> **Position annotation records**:
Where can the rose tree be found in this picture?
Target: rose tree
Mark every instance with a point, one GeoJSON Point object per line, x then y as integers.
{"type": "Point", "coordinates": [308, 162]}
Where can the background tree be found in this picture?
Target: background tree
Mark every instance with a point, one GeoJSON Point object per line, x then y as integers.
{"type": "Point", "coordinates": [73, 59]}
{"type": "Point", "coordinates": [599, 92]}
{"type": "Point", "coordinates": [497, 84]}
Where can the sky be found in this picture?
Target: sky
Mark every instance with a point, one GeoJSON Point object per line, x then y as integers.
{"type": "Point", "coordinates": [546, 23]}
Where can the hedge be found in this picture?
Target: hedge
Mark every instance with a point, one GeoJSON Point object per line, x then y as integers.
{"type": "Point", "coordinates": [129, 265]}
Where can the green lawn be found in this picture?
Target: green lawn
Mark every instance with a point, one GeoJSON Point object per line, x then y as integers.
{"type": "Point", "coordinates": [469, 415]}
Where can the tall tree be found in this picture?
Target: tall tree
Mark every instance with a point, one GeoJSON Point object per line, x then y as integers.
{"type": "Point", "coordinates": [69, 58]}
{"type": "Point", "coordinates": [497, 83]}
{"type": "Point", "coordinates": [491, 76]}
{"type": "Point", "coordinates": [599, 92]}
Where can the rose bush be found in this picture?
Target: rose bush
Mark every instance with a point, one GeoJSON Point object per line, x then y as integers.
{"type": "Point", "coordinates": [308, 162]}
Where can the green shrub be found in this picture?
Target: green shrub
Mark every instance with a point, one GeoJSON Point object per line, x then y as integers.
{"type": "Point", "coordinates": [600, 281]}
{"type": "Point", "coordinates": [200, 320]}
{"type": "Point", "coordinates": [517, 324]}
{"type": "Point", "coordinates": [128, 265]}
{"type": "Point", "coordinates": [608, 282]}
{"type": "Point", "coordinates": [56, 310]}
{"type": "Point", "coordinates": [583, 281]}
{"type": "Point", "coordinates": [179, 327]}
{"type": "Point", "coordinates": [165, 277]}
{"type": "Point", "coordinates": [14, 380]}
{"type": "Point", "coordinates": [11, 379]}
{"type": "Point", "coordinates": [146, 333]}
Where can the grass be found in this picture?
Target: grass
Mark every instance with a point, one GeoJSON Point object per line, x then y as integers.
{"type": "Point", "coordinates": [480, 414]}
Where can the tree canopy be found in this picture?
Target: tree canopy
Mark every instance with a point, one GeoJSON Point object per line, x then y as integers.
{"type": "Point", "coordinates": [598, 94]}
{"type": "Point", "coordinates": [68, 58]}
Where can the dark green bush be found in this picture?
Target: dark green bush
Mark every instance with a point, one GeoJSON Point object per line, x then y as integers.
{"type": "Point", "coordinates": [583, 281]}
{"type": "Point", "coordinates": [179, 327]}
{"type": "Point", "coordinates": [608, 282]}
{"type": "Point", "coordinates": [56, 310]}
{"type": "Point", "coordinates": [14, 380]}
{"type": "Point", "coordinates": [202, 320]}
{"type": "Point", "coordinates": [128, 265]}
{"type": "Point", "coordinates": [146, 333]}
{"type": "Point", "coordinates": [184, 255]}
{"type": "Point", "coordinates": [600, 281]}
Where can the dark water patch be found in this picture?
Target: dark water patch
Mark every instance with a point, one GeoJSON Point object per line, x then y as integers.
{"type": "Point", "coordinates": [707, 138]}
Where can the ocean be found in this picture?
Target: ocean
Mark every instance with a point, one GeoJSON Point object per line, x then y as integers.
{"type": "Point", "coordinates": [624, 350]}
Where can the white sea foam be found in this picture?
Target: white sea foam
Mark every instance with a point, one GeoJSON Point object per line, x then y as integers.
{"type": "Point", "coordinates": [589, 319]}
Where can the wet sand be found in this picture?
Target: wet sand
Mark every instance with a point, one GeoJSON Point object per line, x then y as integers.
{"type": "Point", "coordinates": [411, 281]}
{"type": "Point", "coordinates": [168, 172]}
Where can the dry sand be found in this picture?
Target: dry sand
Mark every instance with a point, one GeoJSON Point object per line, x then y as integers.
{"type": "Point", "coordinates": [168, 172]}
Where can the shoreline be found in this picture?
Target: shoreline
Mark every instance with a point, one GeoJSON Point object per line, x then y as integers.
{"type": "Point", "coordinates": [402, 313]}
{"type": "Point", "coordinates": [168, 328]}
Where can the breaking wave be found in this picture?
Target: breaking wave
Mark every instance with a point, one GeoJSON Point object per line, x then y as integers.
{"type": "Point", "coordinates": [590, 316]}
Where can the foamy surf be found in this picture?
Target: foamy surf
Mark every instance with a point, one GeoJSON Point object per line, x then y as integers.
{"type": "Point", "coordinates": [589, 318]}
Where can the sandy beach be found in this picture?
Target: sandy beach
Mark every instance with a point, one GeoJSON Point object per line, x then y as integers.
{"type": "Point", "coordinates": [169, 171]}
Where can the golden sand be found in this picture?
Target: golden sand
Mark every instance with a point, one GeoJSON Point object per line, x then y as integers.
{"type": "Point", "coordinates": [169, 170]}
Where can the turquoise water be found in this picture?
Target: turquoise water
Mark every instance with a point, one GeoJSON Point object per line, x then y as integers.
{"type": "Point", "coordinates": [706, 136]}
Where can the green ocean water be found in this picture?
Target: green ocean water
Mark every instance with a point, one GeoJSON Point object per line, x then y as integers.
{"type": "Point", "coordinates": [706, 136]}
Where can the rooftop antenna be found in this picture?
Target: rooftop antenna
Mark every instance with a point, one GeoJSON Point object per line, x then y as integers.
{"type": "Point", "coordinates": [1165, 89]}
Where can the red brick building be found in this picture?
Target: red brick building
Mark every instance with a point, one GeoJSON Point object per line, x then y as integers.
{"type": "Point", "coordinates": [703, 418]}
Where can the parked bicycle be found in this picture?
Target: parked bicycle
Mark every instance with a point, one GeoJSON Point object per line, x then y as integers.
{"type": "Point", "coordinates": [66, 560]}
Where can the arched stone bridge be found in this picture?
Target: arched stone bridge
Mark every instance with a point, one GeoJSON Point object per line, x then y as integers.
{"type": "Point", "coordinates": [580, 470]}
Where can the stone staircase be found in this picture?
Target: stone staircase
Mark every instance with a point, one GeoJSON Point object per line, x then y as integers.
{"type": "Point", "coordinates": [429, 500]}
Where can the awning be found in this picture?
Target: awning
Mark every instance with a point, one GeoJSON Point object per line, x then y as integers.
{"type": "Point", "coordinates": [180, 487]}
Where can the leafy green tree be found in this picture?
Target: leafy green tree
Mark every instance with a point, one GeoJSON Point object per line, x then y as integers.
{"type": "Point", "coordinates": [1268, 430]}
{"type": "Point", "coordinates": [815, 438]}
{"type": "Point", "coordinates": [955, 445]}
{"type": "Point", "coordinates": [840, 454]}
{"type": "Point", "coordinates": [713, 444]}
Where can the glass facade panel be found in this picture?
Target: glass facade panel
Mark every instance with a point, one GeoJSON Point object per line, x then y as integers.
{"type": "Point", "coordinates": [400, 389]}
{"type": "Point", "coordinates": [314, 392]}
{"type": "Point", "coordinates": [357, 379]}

> **Work to do**: Return all of the entries word for word.

> **Task output**:
Where can the rose tree be found in this picture?
Target: rose tree
Mark every instance with a point, one GeoJSON Point object per line, x then y as integers.
{"type": "Point", "coordinates": [308, 162]}
Where can the background tree be found in this picture?
Target: background tree
Mark every instance with a point, one GeoJSON Point object per line, x then y as integers.
{"type": "Point", "coordinates": [73, 59]}
{"type": "Point", "coordinates": [599, 92]}
{"type": "Point", "coordinates": [497, 84]}
Where can the sky be found in this picture?
Target: sky
Mark every instance with a point, one GeoJSON Point object per line, x then y as integers.
{"type": "Point", "coordinates": [546, 23]}
Where can the hedge be found in this picture?
Target: hedge
Mark every instance with a point, one GeoJSON Point object per line, x then y as integers.
{"type": "Point", "coordinates": [129, 265]}
Where can the green lawn be found in this picture?
Target: green lawn
Mark every instance with a point, one GeoJSON Point object per line, x then y as integers.
{"type": "Point", "coordinates": [469, 415]}
Where can the tall tree be found in this picture?
Target: tall tree
Mark every instance with a point, one GeoJSON Point object per line, x then y as integers.
{"type": "Point", "coordinates": [69, 58]}
{"type": "Point", "coordinates": [497, 83]}
{"type": "Point", "coordinates": [491, 76]}
{"type": "Point", "coordinates": [599, 92]}
Where can the rose bush be found in this picture?
Target: rose bush
Mark every instance with a point, one GeoJSON Point object per line, x then y as integers.
{"type": "Point", "coordinates": [308, 162]}
Where can the green shrub be found in this picture?
Target: green shrub
Mark every instance with a point, one GeoJSON Point object per line, x then y as integers.
{"type": "Point", "coordinates": [600, 281]}
{"type": "Point", "coordinates": [200, 320]}
{"type": "Point", "coordinates": [517, 324]}
{"type": "Point", "coordinates": [128, 265]}
{"type": "Point", "coordinates": [608, 282]}
{"type": "Point", "coordinates": [56, 310]}
{"type": "Point", "coordinates": [583, 281]}
{"type": "Point", "coordinates": [179, 327]}
{"type": "Point", "coordinates": [165, 277]}
{"type": "Point", "coordinates": [14, 380]}
{"type": "Point", "coordinates": [11, 379]}
{"type": "Point", "coordinates": [146, 333]}
Where can the grass be found in this picture?
Target: grass
Mark every instance with a point, one GeoJSON Point object per line, x then y as integers.
{"type": "Point", "coordinates": [480, 414]}
Where can the tree canopy be found in this picture?
Target: tree canopy
Mark every instance with a point, one GeoJSON Point object per line, x then y as integers.
{"type": "Point", "coordinates": [598, 94]}
{"type": "Point", "coordinates": [68, 58]}
Where can the dark green bush be found in this picture?
Target: dark green bush
Mark every instance with a point, one GeoJSON Point object per line, x then y as integers.
{"type": "Point", "coordinates": [583, 281]}
{"type": "Point", "coordinates": [179, 327]}
{"type": "Point", "coordinates": [608, 282]}
{"type": "Point", "coordinates": [56, 310]}
{"type": "Point", "coordinates": [14, 380]}
{"type": "Point", "coordinates": [202, 320]}
{"type": "Point", "coordinates": [128, 265]}
{"type": "Point", "coordinates": [146, 333]}
{"type": "Point", "coordinates": [184, 255]}
{"type": "Point", "coordinates": [600, 281]}
Where can the dark water patch be found in this picture?
Target: dark water patch
Mark every instance with a point, one GeoJSON Point object per line, x then y as integers.
{"type": "Point", "coordinates": [707, 138]}
Where can the ocean be found in this picture?
Target: ocean
Mark every instance with a point, one GeoJSON Point object per line, x then y as integers.
{"type": "Point", "coordinates": [624, 350]}
Where can the white sea foam be found in this picture?
Target: white sea foam
Mark every instance with a point, one GeoJSON Point object per line, x then y as integers.
{"type": "Point", "coordinates": [589, 319]}
Where can the wet sand be found in this picture?
Target: wet sand
Mark every instance with a point, one GeoJSON Point object per line, x then y as integers.
{"type": "Point", "coordinates": [411, 281]}
{"type": "Point", "coordinates": [168, 172]}
Where can the dry sand be found in this picture?
Target: dry sand
Mark every instance with a point, one GeoJSON Point object per line, x then y as integers.
{"type": "Point", "coordinates": [168, 172]}
Where can the shoreline be found in this picture?
Target: shoreline
Mark every instance with a point, one GeoJSON Point object per line, x then y as integers.
{"type": "Point", "coordinates": [402, 313]}
{"type": "Point", "coordinates": [168, 328]}
Where can the breaking wave be found in this picture?
Target: breaking wave
Mark every instance with a point, one GeoJSON Point object per line, x then y as integers.
{"type": "Point", "coordinates": [590, 316]}
Where can the foamy surf be found in this picture?
Target: foamy surf
Mark every instance with a point, one GeoJSON Point object per line, x then y as integers.
{"type": "Point", "coordinates": [589, 318]}
Where can the sandy beach be found in this picture?
Target: sandy beach
Mark every instance with a point, one GeoJSON Point object per line, x then y as integers.
{"type": "Point", "coordinates": [169, 171]}
Where can the golden sand be found in this picture?
Target: golden sand
Mark every instance with a point, one GeoJSON Point object per line, x then y as integers.
{"type": "Point", "coordinates": [169, 170]}
Where can the turquoise water be found in this picture?
Target: turquoise water
Mark every instance with a point, one GeoJSON Point object per line, x then y as integers.
{"type": "Point", "coordinates": [706, 136]}
Where can the green ocean water be found in this picture?
Target: green ocean water
Mark every instance with a point, one GeoJSON Point object per line, x then y as integers.
{"type": "Point", "coordinates": [706, 136]}
Where can the rooftop antenna be found in this picture?
Target: rooftop antenna
Mark every instance with a point, one GeoJSON Point object per line, x then y as integers.
{"type": "Point", "coordinates": [1165, 89]}
Where can the red brick building be found in this picture?
Target: red brick building
Mark every instance with a point, one GeoJSON Point object per line, x then y as integers.
{"type": "Point", "coordinates": [703, 418]}
Where can the parked bicycle be found in this picture?
Target: parked bicycle
Mark every instance with a point, one GeoJSON Point object per line, x then y as integers.
{"type": "Point", "coordinates": [66, 560]}
Where can the arched stone bridge be found in this picture?
Target: arched stone bridge
Mark every instance with a point, one GeoJSON Point object per line, x then y as integers.
{"type": "Point", "coordinates": [580, 470]}
Where can the stone staircase be found in this picture?
Target: stone staircase
Mark every instance with a point, one GeoJSON Point object per line, x then y as integers.
{"type": "Point", "coordinates": [429, 500]}
Where can the awning be found in this picture?
Target: awning
Mark every instance with a point, one GeoJSON Point object per line, x then y as integers.
{"type": "Point", "coordinates": [180, 487]}
Where can the leafy green tree be found in this picture?
Target: leafy green tree
Mark every instance with a point, one GeoJSON Point object per line, x then y as integers.
{"type": "Point", "coordinates": [1268, 430]}
{"type": "Point", "coordinates": [815, 438]}
{"type": "Point", "coordinates": [955, 445]}
{"type": "Point", "coordinates": [840, 454]}
{"type": "Point", "coordinates": [713, 444]}
Where can the glass facade panel be found in this picture?
Target: glass facade panel
Mark every instance with a point, one GeoJSON Point object per line, x then y as integers.
{"type": "Point", "coordinates": [400, 389]}
{"type": "Point", "coordinates": [314, 392]}
{"type": "Point", "coordinates": [357, 379]}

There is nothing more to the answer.